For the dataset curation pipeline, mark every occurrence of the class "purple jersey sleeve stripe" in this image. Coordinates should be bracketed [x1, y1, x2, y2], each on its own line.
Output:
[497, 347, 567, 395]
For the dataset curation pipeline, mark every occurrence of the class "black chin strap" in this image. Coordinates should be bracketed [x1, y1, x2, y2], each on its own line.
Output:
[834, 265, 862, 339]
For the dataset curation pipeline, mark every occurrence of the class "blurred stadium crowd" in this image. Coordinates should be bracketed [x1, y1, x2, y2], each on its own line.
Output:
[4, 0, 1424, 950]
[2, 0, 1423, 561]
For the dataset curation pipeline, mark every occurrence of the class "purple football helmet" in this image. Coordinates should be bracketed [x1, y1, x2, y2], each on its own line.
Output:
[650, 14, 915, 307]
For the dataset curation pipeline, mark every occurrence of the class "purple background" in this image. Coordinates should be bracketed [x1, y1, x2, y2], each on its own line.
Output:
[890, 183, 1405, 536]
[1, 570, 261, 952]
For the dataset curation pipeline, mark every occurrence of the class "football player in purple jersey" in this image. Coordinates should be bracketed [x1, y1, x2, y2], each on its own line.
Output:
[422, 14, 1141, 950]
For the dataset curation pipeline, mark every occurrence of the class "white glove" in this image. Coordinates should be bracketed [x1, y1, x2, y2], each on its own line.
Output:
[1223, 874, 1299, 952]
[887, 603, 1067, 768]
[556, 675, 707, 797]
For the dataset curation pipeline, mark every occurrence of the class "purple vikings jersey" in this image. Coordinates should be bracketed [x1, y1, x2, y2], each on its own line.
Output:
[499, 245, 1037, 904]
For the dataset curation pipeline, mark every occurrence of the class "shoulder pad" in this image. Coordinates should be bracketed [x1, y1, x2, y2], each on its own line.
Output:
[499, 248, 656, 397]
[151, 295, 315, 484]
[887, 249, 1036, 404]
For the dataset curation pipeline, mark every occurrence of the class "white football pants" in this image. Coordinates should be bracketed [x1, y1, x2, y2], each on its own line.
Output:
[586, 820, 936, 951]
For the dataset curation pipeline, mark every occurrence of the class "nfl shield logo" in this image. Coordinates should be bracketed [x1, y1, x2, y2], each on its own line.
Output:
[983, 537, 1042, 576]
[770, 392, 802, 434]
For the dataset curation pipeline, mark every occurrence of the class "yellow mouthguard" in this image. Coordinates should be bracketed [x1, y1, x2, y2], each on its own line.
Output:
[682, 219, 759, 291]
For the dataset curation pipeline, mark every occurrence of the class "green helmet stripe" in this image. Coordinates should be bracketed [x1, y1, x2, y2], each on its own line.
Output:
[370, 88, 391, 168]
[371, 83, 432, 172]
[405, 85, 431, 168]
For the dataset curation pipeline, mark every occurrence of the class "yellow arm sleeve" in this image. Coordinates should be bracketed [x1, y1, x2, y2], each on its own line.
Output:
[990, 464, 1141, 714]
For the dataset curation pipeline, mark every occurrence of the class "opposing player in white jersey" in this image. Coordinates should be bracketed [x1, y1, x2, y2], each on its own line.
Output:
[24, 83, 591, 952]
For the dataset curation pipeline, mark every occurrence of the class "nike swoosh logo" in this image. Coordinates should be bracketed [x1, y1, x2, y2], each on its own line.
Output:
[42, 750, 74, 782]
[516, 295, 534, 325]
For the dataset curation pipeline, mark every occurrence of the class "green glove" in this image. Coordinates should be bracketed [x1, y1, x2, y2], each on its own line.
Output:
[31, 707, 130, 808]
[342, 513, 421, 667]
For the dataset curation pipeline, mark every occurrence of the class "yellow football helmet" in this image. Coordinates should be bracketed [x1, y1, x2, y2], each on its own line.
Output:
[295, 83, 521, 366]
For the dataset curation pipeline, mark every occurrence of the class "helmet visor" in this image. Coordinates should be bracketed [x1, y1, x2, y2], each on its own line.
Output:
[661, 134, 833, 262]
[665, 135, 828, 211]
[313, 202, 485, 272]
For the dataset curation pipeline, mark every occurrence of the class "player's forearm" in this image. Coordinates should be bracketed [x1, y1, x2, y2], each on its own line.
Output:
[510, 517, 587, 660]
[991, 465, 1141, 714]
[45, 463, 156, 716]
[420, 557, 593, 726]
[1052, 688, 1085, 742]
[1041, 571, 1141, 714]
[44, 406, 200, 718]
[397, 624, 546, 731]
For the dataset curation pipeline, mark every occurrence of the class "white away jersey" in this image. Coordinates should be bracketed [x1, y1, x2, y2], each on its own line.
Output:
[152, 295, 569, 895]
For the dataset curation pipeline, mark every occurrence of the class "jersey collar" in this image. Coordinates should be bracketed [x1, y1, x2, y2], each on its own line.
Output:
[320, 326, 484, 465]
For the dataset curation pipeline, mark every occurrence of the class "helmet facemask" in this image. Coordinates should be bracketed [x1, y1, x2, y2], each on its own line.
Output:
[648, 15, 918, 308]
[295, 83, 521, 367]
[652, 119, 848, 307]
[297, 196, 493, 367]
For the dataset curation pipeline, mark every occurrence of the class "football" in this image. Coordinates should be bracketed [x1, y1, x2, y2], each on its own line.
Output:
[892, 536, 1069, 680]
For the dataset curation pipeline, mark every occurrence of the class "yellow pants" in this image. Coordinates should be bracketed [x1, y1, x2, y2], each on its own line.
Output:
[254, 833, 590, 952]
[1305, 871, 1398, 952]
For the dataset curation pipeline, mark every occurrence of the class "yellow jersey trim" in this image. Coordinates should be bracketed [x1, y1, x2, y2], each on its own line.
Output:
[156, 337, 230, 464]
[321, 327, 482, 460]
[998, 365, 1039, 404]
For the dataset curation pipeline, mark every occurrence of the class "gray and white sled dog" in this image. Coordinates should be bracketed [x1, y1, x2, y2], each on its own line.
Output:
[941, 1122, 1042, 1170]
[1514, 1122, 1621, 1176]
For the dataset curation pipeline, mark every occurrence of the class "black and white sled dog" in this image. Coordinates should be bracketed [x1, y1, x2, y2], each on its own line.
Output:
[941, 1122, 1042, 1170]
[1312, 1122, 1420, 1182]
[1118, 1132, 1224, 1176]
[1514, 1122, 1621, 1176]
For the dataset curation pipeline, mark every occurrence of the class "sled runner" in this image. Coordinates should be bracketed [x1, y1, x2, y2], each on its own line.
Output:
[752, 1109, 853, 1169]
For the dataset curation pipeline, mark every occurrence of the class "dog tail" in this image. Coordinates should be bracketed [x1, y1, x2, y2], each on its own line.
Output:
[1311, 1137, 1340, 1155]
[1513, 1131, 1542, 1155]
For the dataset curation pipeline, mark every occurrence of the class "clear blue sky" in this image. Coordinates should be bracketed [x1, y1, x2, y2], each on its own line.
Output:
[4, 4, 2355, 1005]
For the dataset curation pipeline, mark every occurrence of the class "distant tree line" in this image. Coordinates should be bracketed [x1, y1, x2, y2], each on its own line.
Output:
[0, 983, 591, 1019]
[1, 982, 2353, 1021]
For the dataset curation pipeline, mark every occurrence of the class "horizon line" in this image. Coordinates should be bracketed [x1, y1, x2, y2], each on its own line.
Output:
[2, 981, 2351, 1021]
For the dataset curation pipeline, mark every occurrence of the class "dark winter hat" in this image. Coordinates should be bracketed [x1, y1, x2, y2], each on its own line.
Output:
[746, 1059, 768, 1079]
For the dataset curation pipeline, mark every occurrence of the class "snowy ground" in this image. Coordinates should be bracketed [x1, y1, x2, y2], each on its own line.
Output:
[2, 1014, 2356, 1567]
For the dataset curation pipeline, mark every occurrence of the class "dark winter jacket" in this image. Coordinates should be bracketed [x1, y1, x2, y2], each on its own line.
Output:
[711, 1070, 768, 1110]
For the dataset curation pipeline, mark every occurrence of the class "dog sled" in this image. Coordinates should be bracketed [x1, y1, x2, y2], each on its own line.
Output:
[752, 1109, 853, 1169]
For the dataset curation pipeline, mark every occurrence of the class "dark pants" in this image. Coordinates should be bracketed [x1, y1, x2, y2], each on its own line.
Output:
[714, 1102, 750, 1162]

#### [Problem details]
Would you copy out each line of the records above where the word "logo" occurs?

#### [Output below]
For the dataset curation pipeline, mark every occurrence of the class "nfl shield logo" in this image. Coordinates should be bracketed [x1, y1, x2, y2], each on its own line.
For the dataset curation pipeline, mark every occurrence of the class "nike swoosh logo" in this image. Coordinates should be bracketed [x1, y1, x2, y2], each on its own line.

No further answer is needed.